**What to do**.
1 – In the text about falling in love in medical school, how many years of medical school did the two spend together?
2 – Continue the text about falling in love in medical school from its final sentence.

Thank You, My Love

i've always been somewhat a lone wolf or a little miss independent. ever since i was a child, i always try to achieve things on my own. perhaps being the eldest child, makes me more inclined to prove to everybody that i can do or achieve anything and be the pride and joy of everyone. my greatest fear has always been people finding out my weaknesses and imperfections. thus, i created a huge wall around me to prevent people from hurting. i even acted like i have a very cold heart at times. never let anyone inside my heart. things worked fine that way for me. i am the perfect example of an ice maiden then.
then, came one fine autumn. my first day in med school. that's when i met him, know his kindness and fell in love with his warmth. no, it wasn't love at first sight. we were in the same class, and we happen to be rivals fighting for to be top of the class. so in the beginning, i really find him annoying. he came to me one day and said, " i'm going to melt that icy wall you build around yourself and then stay permanently there". of course, i promoted him from being an annoyance to intolerable delusional idiot status immediately afterwards. but, he never gives up. never stop showing me kindness, always be there for me , always protects me. throughout our 6 year of med school, he became first my best friend then my love and soul. apparently, we're very similar in terms of interest, attitude etc. he's the person closest to my heart. we understand each other better than anybody else. oh did i mention, both of us are actually very stubborn idiots. but, somehow we do listen to each other.

**Data extract**.
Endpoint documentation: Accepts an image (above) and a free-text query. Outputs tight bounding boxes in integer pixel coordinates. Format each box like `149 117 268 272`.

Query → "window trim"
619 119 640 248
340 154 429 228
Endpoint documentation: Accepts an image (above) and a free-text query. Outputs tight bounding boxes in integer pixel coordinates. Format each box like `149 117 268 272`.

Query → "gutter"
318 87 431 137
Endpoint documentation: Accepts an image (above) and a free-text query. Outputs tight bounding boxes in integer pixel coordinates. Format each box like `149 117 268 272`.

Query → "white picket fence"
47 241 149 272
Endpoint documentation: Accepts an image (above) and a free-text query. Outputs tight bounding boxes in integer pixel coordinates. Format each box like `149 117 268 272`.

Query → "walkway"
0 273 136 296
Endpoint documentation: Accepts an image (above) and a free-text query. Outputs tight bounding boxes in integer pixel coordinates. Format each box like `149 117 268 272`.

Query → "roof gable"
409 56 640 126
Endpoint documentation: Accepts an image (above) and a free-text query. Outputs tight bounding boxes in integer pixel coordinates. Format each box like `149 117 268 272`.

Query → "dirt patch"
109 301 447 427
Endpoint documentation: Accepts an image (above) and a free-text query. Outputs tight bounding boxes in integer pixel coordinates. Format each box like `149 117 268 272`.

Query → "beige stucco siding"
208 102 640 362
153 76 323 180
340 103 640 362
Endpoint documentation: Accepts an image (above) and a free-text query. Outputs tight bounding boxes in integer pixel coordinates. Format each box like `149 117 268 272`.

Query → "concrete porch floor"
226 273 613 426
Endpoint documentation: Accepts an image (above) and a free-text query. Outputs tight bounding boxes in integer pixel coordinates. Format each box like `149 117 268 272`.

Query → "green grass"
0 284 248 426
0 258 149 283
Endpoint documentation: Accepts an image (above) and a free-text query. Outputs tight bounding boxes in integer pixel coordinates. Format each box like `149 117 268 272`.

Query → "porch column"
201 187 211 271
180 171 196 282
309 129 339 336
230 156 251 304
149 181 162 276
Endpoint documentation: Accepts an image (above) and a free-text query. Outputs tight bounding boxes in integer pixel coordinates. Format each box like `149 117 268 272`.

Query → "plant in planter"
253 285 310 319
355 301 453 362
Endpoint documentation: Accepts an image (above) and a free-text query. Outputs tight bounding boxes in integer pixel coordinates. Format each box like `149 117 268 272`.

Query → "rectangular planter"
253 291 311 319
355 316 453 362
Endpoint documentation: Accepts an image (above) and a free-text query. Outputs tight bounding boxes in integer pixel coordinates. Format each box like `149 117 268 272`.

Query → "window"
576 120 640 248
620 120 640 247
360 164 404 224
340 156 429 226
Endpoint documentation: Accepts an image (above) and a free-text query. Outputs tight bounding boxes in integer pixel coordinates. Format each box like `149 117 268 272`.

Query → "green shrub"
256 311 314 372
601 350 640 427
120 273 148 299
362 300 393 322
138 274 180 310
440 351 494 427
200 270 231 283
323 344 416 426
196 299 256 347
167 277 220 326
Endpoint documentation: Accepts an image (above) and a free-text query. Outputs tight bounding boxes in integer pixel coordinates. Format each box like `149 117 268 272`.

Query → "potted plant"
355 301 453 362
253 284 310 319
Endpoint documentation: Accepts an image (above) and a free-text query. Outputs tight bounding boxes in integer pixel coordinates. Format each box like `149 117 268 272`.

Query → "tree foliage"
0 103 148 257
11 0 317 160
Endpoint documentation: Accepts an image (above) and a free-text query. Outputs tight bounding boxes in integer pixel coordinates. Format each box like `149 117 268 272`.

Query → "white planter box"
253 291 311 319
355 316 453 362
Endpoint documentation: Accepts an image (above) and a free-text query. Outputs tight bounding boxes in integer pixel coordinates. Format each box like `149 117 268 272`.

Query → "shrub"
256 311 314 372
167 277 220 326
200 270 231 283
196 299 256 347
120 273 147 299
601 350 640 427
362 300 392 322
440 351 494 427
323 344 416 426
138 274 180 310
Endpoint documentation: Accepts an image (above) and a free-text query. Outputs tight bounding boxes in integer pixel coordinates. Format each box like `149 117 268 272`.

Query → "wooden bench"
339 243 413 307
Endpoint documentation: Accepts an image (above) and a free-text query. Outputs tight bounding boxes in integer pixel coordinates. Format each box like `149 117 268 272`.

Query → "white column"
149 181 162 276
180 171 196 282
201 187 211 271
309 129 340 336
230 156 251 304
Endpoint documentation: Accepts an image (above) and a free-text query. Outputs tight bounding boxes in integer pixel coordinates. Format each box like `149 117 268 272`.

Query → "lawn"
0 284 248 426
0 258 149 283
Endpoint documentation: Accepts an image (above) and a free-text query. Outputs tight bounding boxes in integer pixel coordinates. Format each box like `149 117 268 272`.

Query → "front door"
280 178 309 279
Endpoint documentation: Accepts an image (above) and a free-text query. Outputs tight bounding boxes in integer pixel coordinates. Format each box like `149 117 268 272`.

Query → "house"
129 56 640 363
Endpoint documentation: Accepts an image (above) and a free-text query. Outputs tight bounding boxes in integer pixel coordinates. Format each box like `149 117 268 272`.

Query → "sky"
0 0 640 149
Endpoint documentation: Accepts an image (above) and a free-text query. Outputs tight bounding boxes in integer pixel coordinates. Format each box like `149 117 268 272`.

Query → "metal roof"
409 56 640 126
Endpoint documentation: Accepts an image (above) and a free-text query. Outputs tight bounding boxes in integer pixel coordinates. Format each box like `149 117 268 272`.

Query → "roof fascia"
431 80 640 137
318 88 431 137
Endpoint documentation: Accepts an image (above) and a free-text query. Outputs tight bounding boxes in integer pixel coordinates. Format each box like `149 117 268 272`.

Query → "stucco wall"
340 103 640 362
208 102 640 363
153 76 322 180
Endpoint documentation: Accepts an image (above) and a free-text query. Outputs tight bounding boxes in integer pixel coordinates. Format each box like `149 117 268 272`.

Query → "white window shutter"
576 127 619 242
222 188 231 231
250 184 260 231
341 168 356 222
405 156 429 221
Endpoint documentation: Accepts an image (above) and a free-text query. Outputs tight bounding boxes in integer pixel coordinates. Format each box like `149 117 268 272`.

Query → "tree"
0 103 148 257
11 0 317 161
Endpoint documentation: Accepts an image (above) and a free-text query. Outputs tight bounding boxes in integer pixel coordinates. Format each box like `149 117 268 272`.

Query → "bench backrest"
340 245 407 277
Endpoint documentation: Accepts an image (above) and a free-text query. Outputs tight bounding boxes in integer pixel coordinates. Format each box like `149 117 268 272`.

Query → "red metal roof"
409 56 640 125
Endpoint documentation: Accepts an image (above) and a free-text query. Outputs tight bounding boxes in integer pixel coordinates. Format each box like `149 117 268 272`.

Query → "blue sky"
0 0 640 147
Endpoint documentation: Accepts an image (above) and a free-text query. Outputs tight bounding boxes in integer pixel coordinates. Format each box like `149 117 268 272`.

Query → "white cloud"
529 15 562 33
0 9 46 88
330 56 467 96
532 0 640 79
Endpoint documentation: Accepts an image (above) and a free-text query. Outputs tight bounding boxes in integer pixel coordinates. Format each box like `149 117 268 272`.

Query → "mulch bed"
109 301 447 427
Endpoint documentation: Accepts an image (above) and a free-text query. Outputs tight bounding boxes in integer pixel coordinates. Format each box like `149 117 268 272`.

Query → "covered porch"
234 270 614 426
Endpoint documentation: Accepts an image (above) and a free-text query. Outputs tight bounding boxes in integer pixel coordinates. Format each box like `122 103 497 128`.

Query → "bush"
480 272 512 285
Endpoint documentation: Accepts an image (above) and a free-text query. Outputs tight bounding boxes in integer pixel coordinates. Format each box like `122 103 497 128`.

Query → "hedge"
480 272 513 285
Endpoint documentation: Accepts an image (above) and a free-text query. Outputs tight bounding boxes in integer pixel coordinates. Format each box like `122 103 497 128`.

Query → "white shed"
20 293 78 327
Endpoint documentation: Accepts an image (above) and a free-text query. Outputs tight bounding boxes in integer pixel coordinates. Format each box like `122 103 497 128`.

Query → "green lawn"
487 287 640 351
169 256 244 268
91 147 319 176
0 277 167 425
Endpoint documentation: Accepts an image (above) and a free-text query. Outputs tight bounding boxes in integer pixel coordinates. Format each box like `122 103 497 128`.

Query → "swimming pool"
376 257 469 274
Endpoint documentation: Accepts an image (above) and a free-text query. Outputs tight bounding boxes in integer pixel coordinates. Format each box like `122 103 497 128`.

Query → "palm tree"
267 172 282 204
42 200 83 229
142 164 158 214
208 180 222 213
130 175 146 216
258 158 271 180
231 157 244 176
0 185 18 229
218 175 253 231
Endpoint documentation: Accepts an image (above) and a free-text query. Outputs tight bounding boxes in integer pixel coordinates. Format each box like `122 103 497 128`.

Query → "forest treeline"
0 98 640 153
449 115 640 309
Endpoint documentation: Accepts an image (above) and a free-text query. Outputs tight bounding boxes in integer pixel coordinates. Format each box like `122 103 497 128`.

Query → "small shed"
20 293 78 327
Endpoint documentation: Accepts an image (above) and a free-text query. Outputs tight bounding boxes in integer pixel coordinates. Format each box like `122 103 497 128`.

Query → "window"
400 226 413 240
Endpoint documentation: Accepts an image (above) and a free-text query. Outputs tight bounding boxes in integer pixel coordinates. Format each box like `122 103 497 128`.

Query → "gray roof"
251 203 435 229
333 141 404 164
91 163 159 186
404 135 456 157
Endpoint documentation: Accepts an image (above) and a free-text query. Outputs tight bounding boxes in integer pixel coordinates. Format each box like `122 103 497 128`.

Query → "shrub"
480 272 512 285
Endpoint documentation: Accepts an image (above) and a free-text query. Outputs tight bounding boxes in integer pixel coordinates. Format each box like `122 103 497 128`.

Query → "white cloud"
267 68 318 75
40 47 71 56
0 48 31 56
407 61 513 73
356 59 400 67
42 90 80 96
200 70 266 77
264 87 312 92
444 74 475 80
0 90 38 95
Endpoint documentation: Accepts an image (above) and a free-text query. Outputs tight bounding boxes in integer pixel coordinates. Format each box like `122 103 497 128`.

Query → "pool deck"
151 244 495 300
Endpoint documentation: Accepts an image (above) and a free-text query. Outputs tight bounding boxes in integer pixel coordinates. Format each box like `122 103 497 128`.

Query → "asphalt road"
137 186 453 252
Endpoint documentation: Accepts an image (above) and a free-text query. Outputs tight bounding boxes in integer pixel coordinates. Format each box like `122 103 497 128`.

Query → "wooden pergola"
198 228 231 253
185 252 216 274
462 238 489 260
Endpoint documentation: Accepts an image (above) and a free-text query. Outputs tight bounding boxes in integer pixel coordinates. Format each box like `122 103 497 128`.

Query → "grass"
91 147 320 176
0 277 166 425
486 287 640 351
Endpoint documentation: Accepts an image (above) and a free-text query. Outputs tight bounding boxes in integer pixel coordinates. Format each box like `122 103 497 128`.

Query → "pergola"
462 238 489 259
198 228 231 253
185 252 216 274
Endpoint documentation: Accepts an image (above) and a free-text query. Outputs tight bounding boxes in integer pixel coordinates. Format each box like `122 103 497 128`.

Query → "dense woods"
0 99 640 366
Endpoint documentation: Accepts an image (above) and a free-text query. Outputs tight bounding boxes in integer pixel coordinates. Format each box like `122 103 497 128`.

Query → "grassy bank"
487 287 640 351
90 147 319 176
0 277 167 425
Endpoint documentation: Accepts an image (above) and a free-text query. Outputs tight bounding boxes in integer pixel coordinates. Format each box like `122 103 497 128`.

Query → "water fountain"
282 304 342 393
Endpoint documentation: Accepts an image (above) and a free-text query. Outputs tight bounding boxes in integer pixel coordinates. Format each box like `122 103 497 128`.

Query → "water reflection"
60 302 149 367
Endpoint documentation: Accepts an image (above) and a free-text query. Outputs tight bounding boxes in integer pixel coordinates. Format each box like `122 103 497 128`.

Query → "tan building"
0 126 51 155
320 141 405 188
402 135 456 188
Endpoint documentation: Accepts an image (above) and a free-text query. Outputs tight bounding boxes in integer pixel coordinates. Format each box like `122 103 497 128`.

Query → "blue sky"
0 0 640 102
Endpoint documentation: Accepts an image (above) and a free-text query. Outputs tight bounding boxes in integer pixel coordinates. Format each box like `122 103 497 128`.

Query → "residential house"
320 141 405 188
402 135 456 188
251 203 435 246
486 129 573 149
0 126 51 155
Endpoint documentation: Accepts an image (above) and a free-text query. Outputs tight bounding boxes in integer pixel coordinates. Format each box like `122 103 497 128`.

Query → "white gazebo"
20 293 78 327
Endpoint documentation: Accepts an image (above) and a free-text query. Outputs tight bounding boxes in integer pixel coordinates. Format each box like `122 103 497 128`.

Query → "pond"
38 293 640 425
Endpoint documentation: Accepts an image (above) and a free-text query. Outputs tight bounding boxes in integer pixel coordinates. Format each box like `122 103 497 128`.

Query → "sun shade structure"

**Answer list**.
1 – Six years.

2 –
both of us graduated 2 years ago (no, we didn't manage to become the valedictorian, our other close friend did. bless him). we ended up working in different countries. he's working in finance in country A and i'm running my own company in country B. we both decided, working in medicine is not for us. (not really into taking crap from people)
since graduating we never saw each other again. i decided to stop. my family is not very happy about our relationship. both of us are from different race and religion. i ignored his calls, texts, e-mails. i even changed my number.
but i never deleted his number from my phone.
last christmas, by some random chance i accidentally dialed his number ( ii'malways too lazy to lock keypad), on hearing his voice said "hello. who is this?" this is the voice i have so terribly missed for a very long time. i answered " it's me ......". he asked me where i was at that time and immediately took the next flight to the city i was in. we met each other again that night, exactly 6 minutes before the clock strikes at midnight.
seeing him again after so long, just make me realize i really do love him. he is the one. part of my soul is with him. he completes me. (i guess he really does manage to stay in my heart permanently)
thank you God for creating someone so wonderful for me.
now, i need to figure how to solve the logistics problem and get my family to accept this wonderful person.